▶ [Short task]:
Lay out the listing as a Markdown table with the columns "Row" and "Listing line", from the line containing "Would you mind pinning the doorway" through the end of the listing. Skip any blank lines.

— Start of Given records —

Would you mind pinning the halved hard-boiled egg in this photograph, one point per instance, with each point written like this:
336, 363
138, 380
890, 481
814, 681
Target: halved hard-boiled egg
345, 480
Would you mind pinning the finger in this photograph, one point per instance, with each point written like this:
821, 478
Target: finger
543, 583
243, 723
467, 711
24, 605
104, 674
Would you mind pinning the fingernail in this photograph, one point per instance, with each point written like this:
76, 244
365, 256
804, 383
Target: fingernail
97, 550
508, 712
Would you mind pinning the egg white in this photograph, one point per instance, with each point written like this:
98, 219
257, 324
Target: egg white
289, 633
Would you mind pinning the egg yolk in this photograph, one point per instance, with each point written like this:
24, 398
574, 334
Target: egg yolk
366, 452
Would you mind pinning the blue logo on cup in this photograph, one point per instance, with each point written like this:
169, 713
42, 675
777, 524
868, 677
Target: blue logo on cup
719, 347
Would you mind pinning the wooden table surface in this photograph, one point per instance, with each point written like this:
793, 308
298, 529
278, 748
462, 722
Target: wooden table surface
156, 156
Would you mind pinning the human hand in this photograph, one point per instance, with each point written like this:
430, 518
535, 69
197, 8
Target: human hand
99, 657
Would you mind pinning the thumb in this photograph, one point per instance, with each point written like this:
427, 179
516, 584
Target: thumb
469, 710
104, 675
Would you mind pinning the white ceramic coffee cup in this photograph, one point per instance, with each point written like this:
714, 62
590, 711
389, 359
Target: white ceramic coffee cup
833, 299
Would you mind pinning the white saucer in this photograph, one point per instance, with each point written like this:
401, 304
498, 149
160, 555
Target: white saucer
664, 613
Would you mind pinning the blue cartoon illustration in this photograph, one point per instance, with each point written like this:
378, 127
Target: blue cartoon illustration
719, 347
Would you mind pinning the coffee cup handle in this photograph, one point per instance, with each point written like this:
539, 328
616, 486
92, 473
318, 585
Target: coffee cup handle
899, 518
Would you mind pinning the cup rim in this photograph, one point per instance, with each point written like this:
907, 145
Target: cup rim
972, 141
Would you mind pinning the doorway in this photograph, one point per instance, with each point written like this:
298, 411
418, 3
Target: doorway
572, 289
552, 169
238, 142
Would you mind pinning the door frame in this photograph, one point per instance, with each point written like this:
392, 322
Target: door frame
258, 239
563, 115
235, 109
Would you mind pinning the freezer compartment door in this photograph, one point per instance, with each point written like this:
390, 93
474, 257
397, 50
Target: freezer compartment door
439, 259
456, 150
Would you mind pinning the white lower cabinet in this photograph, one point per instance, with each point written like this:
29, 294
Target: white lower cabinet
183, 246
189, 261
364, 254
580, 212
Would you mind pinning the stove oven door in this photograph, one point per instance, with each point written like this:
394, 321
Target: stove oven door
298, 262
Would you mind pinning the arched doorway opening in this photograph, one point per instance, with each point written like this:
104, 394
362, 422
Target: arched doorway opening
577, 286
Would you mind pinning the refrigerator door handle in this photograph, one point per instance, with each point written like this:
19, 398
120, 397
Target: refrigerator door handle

— End of Given records —

▶ [Solution to the exercise]:
| Row | Listing line |
|---|---|
| 1 | Would you mind pinning the doorway in this photograph, one point per instance, with each point written like this: |
| 2 | 298, 411 |
| 3 | 418, 3 |
| 4 | Target: doorway |
| 5 | 572, 289 |
| 6 | 552, 169 |
| 7 | 238, 142 |
| 8 | Would you mind pinning the door frame in this photograph, one point per instance, with each point written like this: |
| 9 | 392, 322 |
| 10 | Target: door frame |
| 11 | 258, 239 |
| 12 | 563, 115 |
| 13 | 235, 109 |
| 14 | Would you mind pinning the freezer compartment door in this photograph, one point per instance, with each point written like this: |
| 15 | 390, 93 |
| 16 | 474, 257 |
| 17 | 397, 50 |
| 18 | Target: freezer compartment door |
| 19 | 439, 259 |
| 20 | 456, 150 |
| 21 | Would you mind pinning the white lower cabinet in this photograph, one point per instance, with each point written like this: |
| 22 | 29, 294 |
| 23 | Target: white lower cabinet |
| 24 | 183, 246 |
| 25 | 189, 261 |
| 26 | 364, 254 |
| 27 | 580, 212 |
| 28 | Would you mind pinning the stove oven door in this photograph, one point per instance, with each point written like this: |
| 29 | 394, 321 |
| 30 | Target: stove oven door |
| 31 | 298, 262 |
| 32 | Would you mind pinning the arched doorway opening in this photograph, one point per instance, with each point written like this: |
| 33 | 104, 394 |
| 34 | 362, 422 |
| 35 | Target: arched doorway opening |
| 36 | 577, 286 |
| 37 | Would you mind pinning the refrigerator door handle in this photograph, one point per instance, with each point written like this: |
| 38 | 19, 398 |
| 39 | 120, 397 |
| 40 | Target: refrigerator door handle |